Reproduce the material below with "dark storm cloud" swapped for "heavy rain cloud" wherever it occurs, keeping everything else the same. Leave the pictures out.

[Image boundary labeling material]
--------

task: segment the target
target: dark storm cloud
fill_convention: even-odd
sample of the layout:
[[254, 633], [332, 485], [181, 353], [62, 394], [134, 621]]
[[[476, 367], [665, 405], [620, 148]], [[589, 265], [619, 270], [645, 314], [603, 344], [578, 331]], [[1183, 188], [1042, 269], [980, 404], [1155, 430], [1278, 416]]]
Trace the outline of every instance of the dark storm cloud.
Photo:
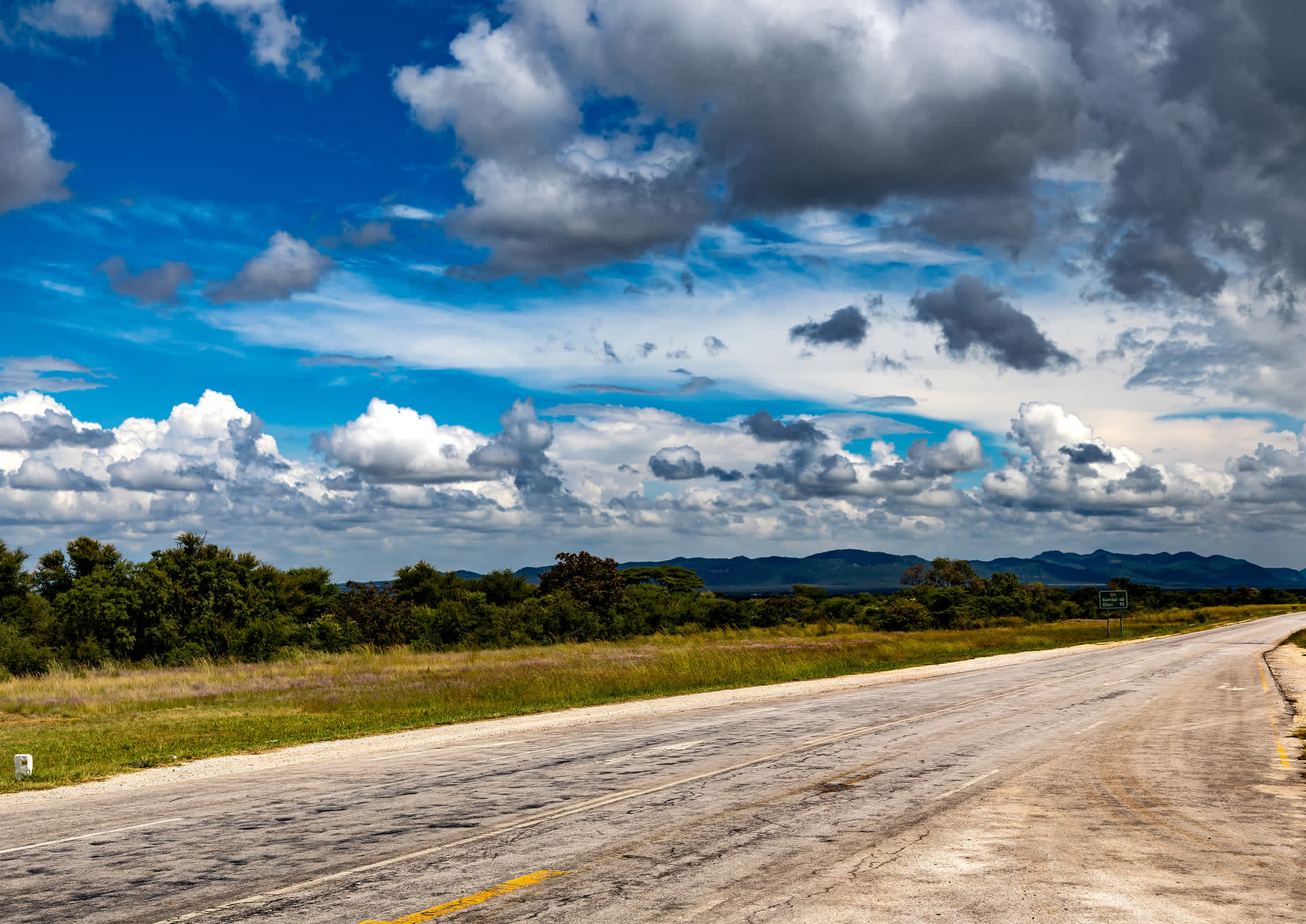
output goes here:
[[102, 450], [115, 443], [111, 430], [78, 429], [71, 414], [46, 410], [39, 417], [24, 418], [0, 412], [0, 450], [46, 450], [51, 446], [85, 446]]
[[277, 231], [265, 251], [226, 282], [210, 284], [204, 297], [214, 305], [287, 299], [298, 291], [313, 291], [334, 265], [334, 260], [307, 240]]
[[1027, 372], [1075, 362], [1057, 349], [1029, 315], [1012, 307], [999, 289], [976, 276], [959, 276], [946, 289], [918, 293], [910, 305], [916, 320], [939, 325], [944, 346], [957, 359], [976, 349], [999, 366]]
[[767, 410], [757, 410], [744, 417], [739, 427], [763, 443], [818, 443], [827, 438], [825, 433], [818, 430], [811, 421], [785, 423]]
[[108, 278], [108, 288], [115, 293], [144, 305], [176, 302], [176, 290], [195, 282], [191, 268], [175, 260], [133, 274], [128, 271], [127, 261], [115, 255], [95, 267], [95, 272]]
[[853, 404], [874, 410], [892, 410], [895, 408], [914, 408], [916, 399], [908, 395], [858, 395], [853, 399]]
[[704, 467], [703, 457], [692, 446], [665, 446], [649, 457], [649, 472], [662, 481], [687, 481], [713, 477], [717, 481], [742, 481], [743, 472], [726, 470], [720, 465]]
[[904, 240], [925, 237], [944, 244], [994, 244], [1015, 256], [1033, 239], [1037, 223], [1033, 196], [1021, 188], [943, 200], [887, 233]]
[[1121, 481], [1113, 481], [1107, 485], [1106, 490], [1109, 493], [1130, 491], [1132, 494], [1152, 494], [1165, 490], [1165, 477], [1158, 469], [1151, 465], [1139, 465]]
[[789, 338], [791, 341], [803, 340], [812, 346], [842, 344], [852, 349], [862, 345], [867, 329], [870, 329], [870, 323], [866, 320], [866, 315], [855, 306], [849, 305], [838, 308], [823, 322], [795, 324], [789, 328]]
[[308, 366], [310, 369], [325, 367], [349, 367], [359, 366], [363, 369], [389, 369], [394, 365], [394, 357], [392, 355], [349, 355], [346, 353], [324, 353], [321, 355], [306, 355], [295, 359], [299, 366]]
[[[1077, 139], [1063, 48], [960, 8], [948, 27], [978, 34], [960, 59], [936, 41], [943, 24], [910, 5], [892, 26], [852, 3], [828, 22], [747, 4], [699, 21], [680, 4], [636, 0], [603, 4], [582, 30], [562, 16], [526, 0], [495, 29], [473, 25], [452, 67], [394, 74], [417, 122], [452, 127], [471, 159], [474, 204], [445, 218], [452, 234], [491, 248], [468, 273], [629, 259], [684, 244], [721, 212], [1020, 197], [1040, 158], [1071, 153]], [[904, 73], [906, 93], [866, 91]], [[571, 145], [581, 99], [594, 94], [692, 124], [693, 144], [667, 135], [635, 169], [589, 169], [590, 152]], [[541, 188], [550, 195], [526, 195]]]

--------

**Correct result**
task: segment the target
target: heavy rain cloud
fill_convention: even-odd
sample of the layout:
[[254, 633], [332, 485], [181, 353], [62, 394], [134, 621]]
[[[476, 367], [665, 405], [620, 148]], [[589, 265], [619, 270], [645, 314], [603, 344], [578, 331]], [[1183, 188], [1042, 269], [980, 404], [1155, 430], [1278, 416]]]
Trace the outline of every instance of the heavy rain cloud.
Photo:
output goes here:
[[102, 450], [115, 443], [111, 430], [78, 429], [71, 414], [46, 410], [39, 417], [24, 418], [0, 412], [0, 450], [46, 450], [51, 446], [85, 446]]
[[277, 231], [265, 251], [226, 282], [210, 284], [204, 297], [214, 305], [287, 299], [298, 291], [313, 291], [334, 265], [334, 260], [307, 240]]
[[1027, 372], [1075, 362], [1057, 349], [1029, 315], [1012, 307], [999, 289], [976, 276], [959, 276], [946, 289], [918, 293], [910, 305], [916, 320], [939, 325], [944, 346], [957, 359], [976, 349], [999, 366]]
[[767, 410], [757, 410], [744, 417], [739, 427], [763, 443], [818, 443], [827, 438], [825, 433], [818, 430], [811, 421], [785, 423]]
[[108, 278], [108, 288], [115, 293], [144, 305], [176, 302], [176, 290], [195, 282], [191, 268], [175, 260], [133, 274], [128, 271], [127, 261], [115, 255], [95, 267], [95, 272]]
[[853, 404], [874, 410], [892, 410], [895, 408], [914, 408], [916, 399], [908, 395], [858, 395], [853, 399]]
[[704, 467], [703, 457], [692, 446], [665, 446], [649, 457], [649, 472], [662, 481], [687, 481], [713, 477], [717, 481], [742, 481], [743, 472], [726, 470], [720, 465]]
[[904, 240], [925, 237], [944, 244], [994, 244], [1015, 256], [1033, 239], [1037, 223], [1033, 196], [1021, 188], [943, 200], [887, 233]]
[[1121, 481], [1113, 481], [1107, 485], [1106, 490], [1109, 493], [1130, 491], [1132, 494], [1152, 494], [1165, 490], [1165, 477], [1158, 469], [1151, 465], [1139, 465]]
[[789, 338], [791, 341], [803, 340], [812, 346], [842, 344], [852, 349], [862, 345], [867, 329], [870, 329], [870, 323], [866, 320], [866, 315], [855, 306], [849, 305], [838, 308], [823, 322], [795, 324], [789, 328]]
[[308, 366], [310, 369], [325, 367], [349, 367], [359, 366], [363, 369], [389, 369], [394, 365], [394, 357], [392, 355], [349, 355], [346, 353], [324, 353], [321, 355], [306, 355], [295, 359], [299, 366]]
[[[1077, 139], [1063, 48], [960, 8], [948, 27], [978, 34], [960, 59], [936, 41], [943, 24], [910, 5], [892, 26], [852, 3], [828, 22], [747, 4], [699, 21], [680, 4], [636, 0], [603, 4], [582, 30], [562, 16], [526, 0], [495, 29], [473, 25], [452, 67], [394, 74], [417, 122], [452, 127], [471, 159], [474, 204], [445, 218], [452, 234], [491, 248], [468, 273], [629, 259], [684, 244], [721, 212], [1020, 197], [1040, 158], [1071, 153]], [[904, 73], [906, 93], [866, 91]], [[571, 145], [581, 99], [594, 94], [692, 124], [693, 144], [667, 135], [635, 169], [589, 169], [590, 152]], [[541, 188], [550, 195], [526, 195]]]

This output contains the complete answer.